ASSIGNMENT A »
In the forum thread on checking signal voltages, repeat the text between "IMHO though, other" and "do something cool!", inclusive.
ASSIGNMENT B »
Answer these questions about the forum thread on checking signal voltages:
(i) In the opening post, what voltage range do some modules produce?
(ii) In the post beginning "I've never bothered checking", what tool is named as the only way of checking a voltage?
(iii) Which two scopes does the final post call essential?

Some modules want -5V to +5V, others produce 0 to +10V, then there's modulation modifying the voltages, and after a while I'm completely lost what I actually have for a signal. In many cases, I can cope by just listening to the result. But in some situations, I’d like to know it a bit more precisely. So my question is: how do you check the voltage range of a signal? Do you do that at all? If yes, with a specific module, or a multi-purpose one like the Mordax Data?


I've never bothered checking the voltage of a signal & don't really have a way of doing it other than a multimeter

I usually attenuate modulation anyway & what's the worst that can happen in eurorack? probably that the signal will clip... & as it's not audio...

"some of the best base-level info to remember can be found in Jim's sigfile" @Lugia

Utility modules are the dull polish that makes the shiny modules actually shine!!!

sound sources < sound modifiers < modulation sources < utilities


I'm mostly in camp "by ear" too for signal levels too, as Jim says the worst that happens is that something clips off a bit of the signal. Definitely occasionally throw envelope signals into Mordax to get a look at what they're doing though!

IMHO though, other than tuning you really shouldn't chase all that much precision in signal levels! Let it be a little sloppy, it might do something cool!


Yeah for me a scope like the the O'Tool+ or Mordax Data is essential. Yes you should use your ears, but viewing things in the scope can save you a lot of headaches as far as diagnosing problems when things aren't behaving like you expect. I'm a visual person anyway so I like to be able to see things in the scope regardless.

SOURCE MATERIAL »
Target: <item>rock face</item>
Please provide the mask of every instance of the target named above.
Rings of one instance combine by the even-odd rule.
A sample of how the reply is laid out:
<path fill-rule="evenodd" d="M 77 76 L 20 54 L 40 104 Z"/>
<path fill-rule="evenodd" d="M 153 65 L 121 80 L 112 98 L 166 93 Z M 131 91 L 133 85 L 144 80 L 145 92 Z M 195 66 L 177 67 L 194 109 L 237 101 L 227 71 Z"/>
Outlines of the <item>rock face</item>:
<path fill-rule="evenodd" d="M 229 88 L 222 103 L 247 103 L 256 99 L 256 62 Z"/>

YOUR RESPONSE A »
IMHO though, other than tuning you really shouldn't chase all that much precision in signal levels! Let it be a little sloppy, it might do something cool!

YOUR RESPONSE B »
(i) 0 to +10V
(ii) A multimeter
(iii) The O'Tool+ and the Mordax Data